Instrucciones ->
**1.** Transcribe del texto sobre la renovación pastoral todo lo que va desde "Además, exhorto directamente" hasta "el Señor revela.".
**2.** Retoma el texto sobre la renovación pastoral justo después de su última oración.

Además, exhorto directamente de modo especial a los adultos jóvenes de vuestras diócesis a aceptar el gratificante desafío del servicio catequístico y a compartir la alegría de transmitir la fe. Su ejemplo de testimonio cristiano a los más jóvenes que ellos fortalecerá su propia fe, mientras llevan a los demás la alegría que brota del significado del propósito y del sentido de la vida que el Señor revela.
4. En vuestro plan de renovación pastoral, debéis afrontar la delicada tarea de la reorganización de las parroquias e incluso de las diócesis. Esto jamás se puede realizar de manera adecuada según simples modelos sociales de reestructuración. Sin Cristo, no podemos hacer nada (cf. Jn 15, 5). La oración nos arraiga en la verdad, recordándonos sin cesar el primado de Cristo y, en unión con él, el primado de la vida interior y de la santidad. Así pues, con razón, las parroquias se consideran ante todo como casas y escuelas de comunión. En consecuencia, la reorganización de las parroquias es fundamentalmente un ejercicio de renovación espiritual. Esto exige una promoción pastoral de la santidad, para que los fieles estén atentos a la voluntad de Dios, cuya vida verdadera compartimos, participando en su naturaleza divina (cf. Dei Verbum, 2).
Esta santidad, o esta comunión íntima por Cristo y en el Espíritu, se consolida, entre otras cosas, mediante una pedagogía auténtica de la oración, mediante una introducción a la vida de los santos y a las múltiples formas de espiritualidad que embellecen y estimulan la vida de la Iglesia, mediante una participación frecuente en el sacramento de la Reconciliación, y mediante una catequesis convincente sobre el domingo como "el día de la fe", "el día irrenunciable", "el día de la esperanza cristiana" (cf. Dies Domini, 29-30; 38).
Tengo la certeza de que un redescubrimiento de Jesucristo, Verbo encarnado, nuestro Salvador, llevará a un redescubrimiento de la identidad personal, social y cultural de los fieles. Una identidad católica reforzada, lejos de confundir la diversidad y la complementariedad de los carismas y de las funciones de los ministros ordenados y de los fieles laicos, reavivará el celo por la evangelización, que es propio de la vocación de todo creyente y de la naturaleza de la Iglesia (cf. Instrucción El presbítero, pastor y guía de la comunidad parroquial, 23-24).

Datos mostrados ->
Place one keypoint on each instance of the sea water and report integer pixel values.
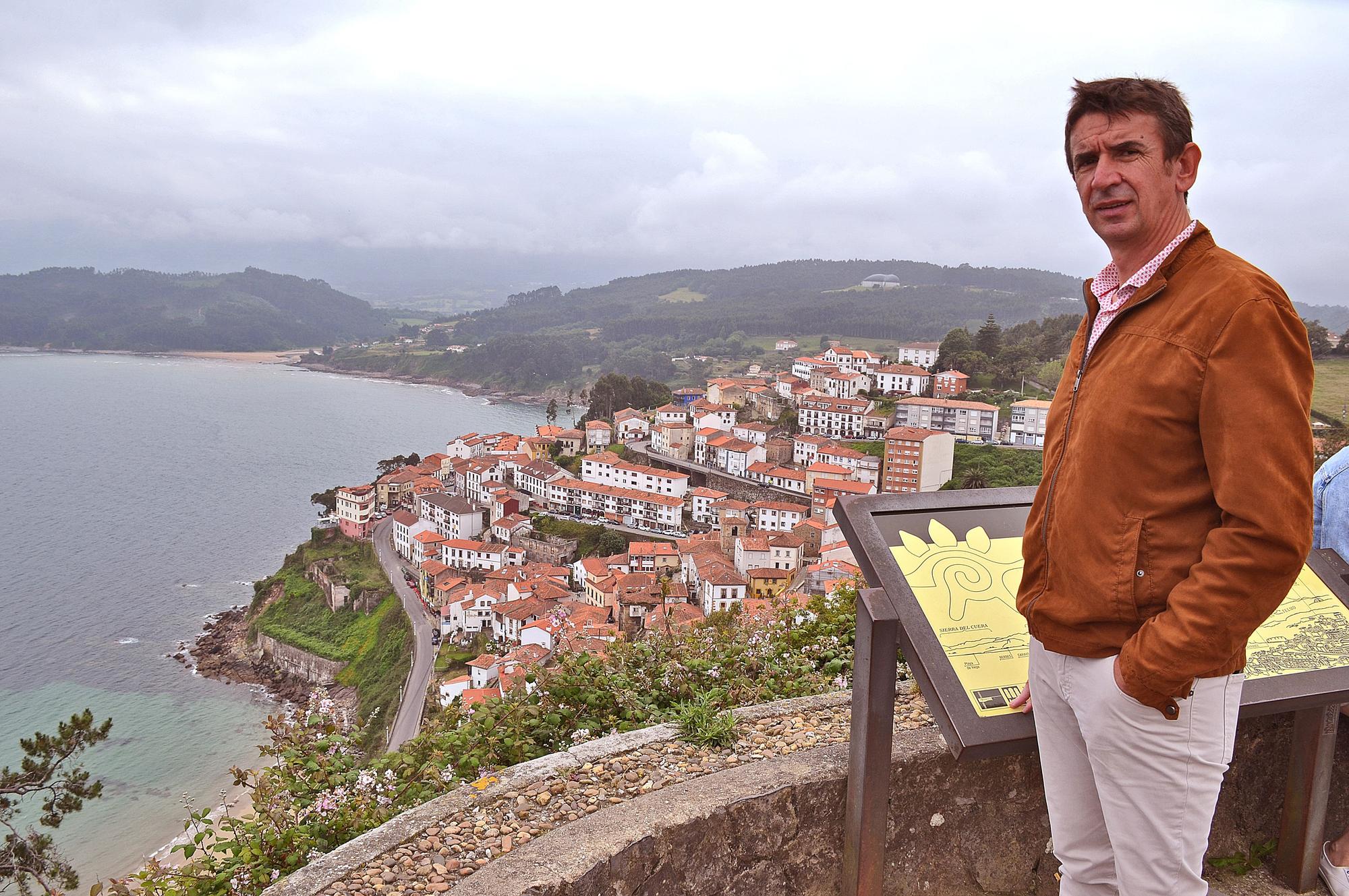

Respuestas ->
**1.**
Además, exhorto directamente de modo especial a los adultos jóvenes de vuestras diócesis a aceptar el gratificante desafío del servicio catequístico y a compartir la alegría de transmitir la fe. Su ejemplo de testimonio cristiano a los más jóvenes que ellos fortalecerá su propia fe, mientras llevan a los demás la alegría que brota del significado del propósito y del sentido de la vida que el Señor revela.

**2.**
5. En la llamada universal a la santidad (cf. 1 Ts 4, 3) se encuentra la vocación particular a la que Dios llama a cada persona. A este respecto, os aliento a permanecer vigilantes en vuestro deber de promover una cultura de la vocación. Vuestras relaciones testimonian la admiración que sentís por vuestros sacerdotes que trabajan con gran generosidad por la misión de la Iglesia y el bien de aquellos a quienes sirven. Pido a Dios que su camino diario de conversión y su amor abnegado despierten en los jóvenes el deseo de responder a la llamada de Dios al humilde ministerio sacerdotal en su Iglesia.
Además, habéis señalado con mucha razón la excelente contribución de los religiosos y las religiosas a la misión de la Iglesia. Este profundo aprecio por la vida consagrada va acompañado justamente de vuestra preocupación por la disminución de las vocaciones religiosas en vuestro país. Hace falta una nueva claridad para aprovechar la contribución particular de los religiosos a la vida de la Iglesia: una misión que hace presente el amor de Cristo en medio de los hombres (cf. Instrucción Caminar desde Cristo. Un renovado compromiso de la vida consagrada en el tercer milenio, 5). Esa claridad hará surgir un nuevo kairós, con religiosos que reafirmen con confianza su vocación y, bajo la guía del Espíritu Santo, propongan de nuevo a los jóvenes el ideal de consagración y la misión. Aseguro una vez más a los sacerdotes religiosos, a los religiosos y a las religiosas, que el testimonio de vida que dan, su completo abandono en las manos de Cristo y de la Iglesia, es un anuncio fuerte y claro de la presencia de Dios con un lenguaje comprensible para nuestros contemporáneos (cf. Homilía con ocasión de la Jornada de la vida consagrada, 2 de febrero de 2006: L'Osservatore Romano, edición en lengua española, 10 de febrero de 2006, p. 5).
6. Queridos hermanos, con afecto y gratitud fraterna os ofrezco estas reflexiones y os aseguro mis oraciones mientras os esforzáis por apacentar la grey que os ha sido encomendada. Unidos en el anuncio de la buena nueva de Jesucristo, seguid adelante con esperanza. Con estos sentimientos, os encomiendo a la protección de María, Madre de la Iglesia, y a la intercesión de san José, su castísimo esposo. A vosotros y a los sacerdotes, a los diáconos, a los religiosos y a los fieles laicos de vuestras diócesis, imparto cordialmente mi bendición apostólica.